_Required work_
Without copying any picture, return all lines below exactly.

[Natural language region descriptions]
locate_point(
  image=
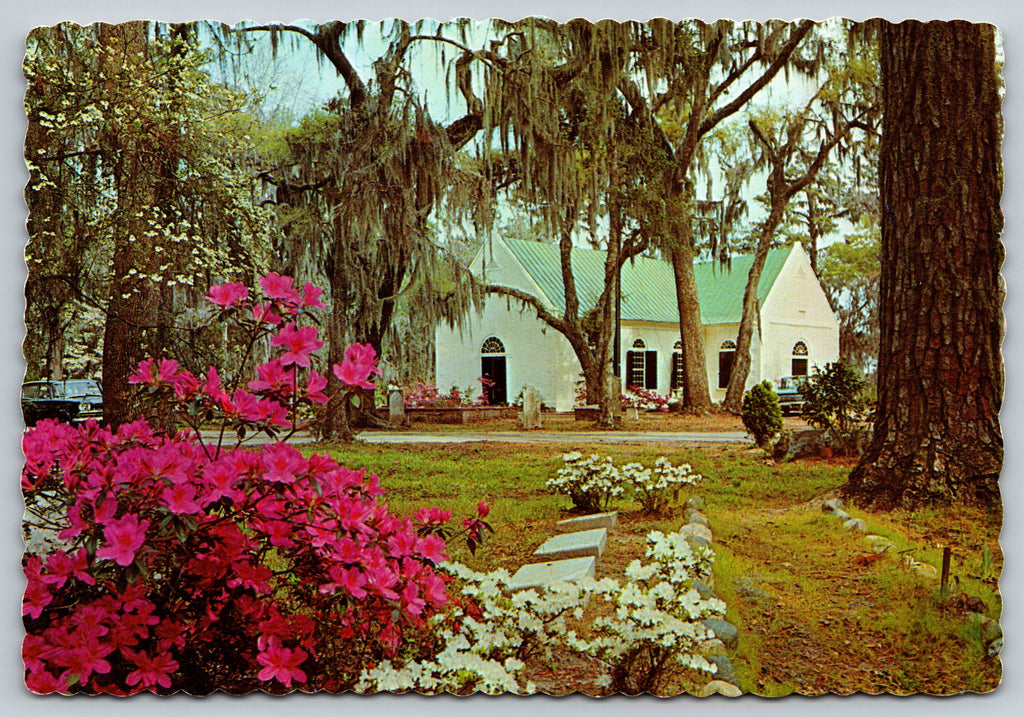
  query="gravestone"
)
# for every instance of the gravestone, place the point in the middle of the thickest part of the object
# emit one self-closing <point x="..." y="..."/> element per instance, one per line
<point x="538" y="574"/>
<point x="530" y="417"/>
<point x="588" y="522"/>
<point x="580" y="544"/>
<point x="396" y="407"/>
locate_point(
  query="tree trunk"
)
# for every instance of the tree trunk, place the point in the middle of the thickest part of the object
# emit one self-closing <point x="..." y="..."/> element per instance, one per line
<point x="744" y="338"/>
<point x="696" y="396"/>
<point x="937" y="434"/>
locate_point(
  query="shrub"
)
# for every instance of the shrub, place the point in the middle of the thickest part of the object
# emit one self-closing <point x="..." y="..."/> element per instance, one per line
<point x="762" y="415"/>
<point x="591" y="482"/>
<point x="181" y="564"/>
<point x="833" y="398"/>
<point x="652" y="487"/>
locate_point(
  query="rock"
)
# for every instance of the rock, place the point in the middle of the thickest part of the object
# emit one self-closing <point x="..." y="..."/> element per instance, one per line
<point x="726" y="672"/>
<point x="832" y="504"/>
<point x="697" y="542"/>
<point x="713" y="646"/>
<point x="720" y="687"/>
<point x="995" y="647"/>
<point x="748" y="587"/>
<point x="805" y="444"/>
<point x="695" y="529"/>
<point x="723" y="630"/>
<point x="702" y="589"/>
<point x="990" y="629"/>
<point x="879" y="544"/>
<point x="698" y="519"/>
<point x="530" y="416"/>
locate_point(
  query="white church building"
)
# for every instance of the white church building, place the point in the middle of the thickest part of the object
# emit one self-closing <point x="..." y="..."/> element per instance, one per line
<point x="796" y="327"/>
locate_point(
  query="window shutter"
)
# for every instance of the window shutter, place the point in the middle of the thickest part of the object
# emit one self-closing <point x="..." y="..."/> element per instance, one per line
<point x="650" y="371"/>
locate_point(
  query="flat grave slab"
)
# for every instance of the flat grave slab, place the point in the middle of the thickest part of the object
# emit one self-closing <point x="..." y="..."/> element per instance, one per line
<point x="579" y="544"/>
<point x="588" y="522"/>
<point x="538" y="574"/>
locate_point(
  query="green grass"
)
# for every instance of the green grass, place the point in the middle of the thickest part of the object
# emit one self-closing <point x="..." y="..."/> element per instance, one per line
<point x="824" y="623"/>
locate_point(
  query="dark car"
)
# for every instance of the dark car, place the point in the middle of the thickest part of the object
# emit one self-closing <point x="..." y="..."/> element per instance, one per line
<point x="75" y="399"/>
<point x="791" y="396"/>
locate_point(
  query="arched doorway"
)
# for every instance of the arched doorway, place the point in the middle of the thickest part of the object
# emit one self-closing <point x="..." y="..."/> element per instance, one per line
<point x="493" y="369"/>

_Problem solution_
locate_point(
  image=
  query="gravestone"
)
# for every instance of the gravestone, place the point in the middle of the thickest part of the object
# emit one self-closing <point x="..." y="..."/> element per instance, one per line
<point x="538" y="574"/>
<point x="530" y="417"/>
<point x="588" y="522"/>
<point x="580" y="544"/>
<point x="396" y="407"/>
locate_point(
  query="tree trunk"
)
# for every instance of the tree trunk, place the point in the middle of the thickest part of the object
# emit one self-closing <point x="..." y="..."/> element per instance, one per line
<point x="744" y="338"/>
<point x="696" y="396"/>
<point x="937" y="434"/>
locate_point(
  query="shrub"
)
# for every instance of the shrub, place the point in the middle of the thickest part of the object
# emit one self-closing <point x="..." y="..."/> element per instance, one per line
<point x="762" y="415"/>
<point x="591" y="482"/>
<point x="181" y="564"/>
<point x="833" y="398"/>
<point x="652" y="487"/>
locate_point(
  query="rock"
)
# for every instance of the rock, place the point in the middle of the thickest part of the object
# emit one self-closing <point x="..." y="..."/> element per instance, one per line
<point x="726" y="672"/>
<point x="832" y="504"/>
<point x="697" y="542"/>
<point x="713" y="646"/>
<point x="720" y="687"/>
<point x="995" y="647"/>
<point x="748" y="587"/>
<point x="805" y="444"/>
<point x="695" y="529"/>
<point x="723" y="630"/>
<point x="702" y="589"/>
<point x="990" y="629"/>
<point x="879" y="544"/>
<point x="698" y="519"/>
<point x="530" y="416"/>
locate_point(
  query="white church building"
)
# for every instance of the white church building, place the point in the middle of the thickest part of the object
# emit one self-closing <point x="..." y="..."/> element per instance, one per line
<point x="796" y="327"/>
locate_point(
  query="window shutter"
)
# for every instance of the window shutter, place the point in the middle of the thickest part of the object
# emit one self-closing <point x="..." y="..."/> element per instance, one per line
<point x="650" y="371"/>
locate_point(
  query="flat grave slab"
)
# for every instance of the flat grave slab, place the point in the middle of the thickest part of the object
# emit one self-closing <point x="..." y="..."/> element per instance, one per line
<point x="579" y="544"/>
<point x="588" y="522"/>
<point x="538" y="574"/>
locate_point(
  query="green grass"
)
# for every instance of the green grass, place the point in the middle of the thickest part of the object
# emit one self-closing <point x="..." y="..."/> element per instance, one per line
<point x="824" y="623"/>
locate_point(
  query="dark car"
)
# for every instance of the dark car, place the point in the middle of the thickest part of the object
# emit one self-closing <point x="..." y="..."/> element per instance, one per line
<point x="75" y="399"/>
<point x="791" y="396"/>
locate_point(
  query="arched doorway"
)
# for every instance of the arched doorway, place the point in the middle of the thickest part of the object
# emit one self-closing <point x="..." y="..."/> element per instance, one per line
<point x="493" y="369"/>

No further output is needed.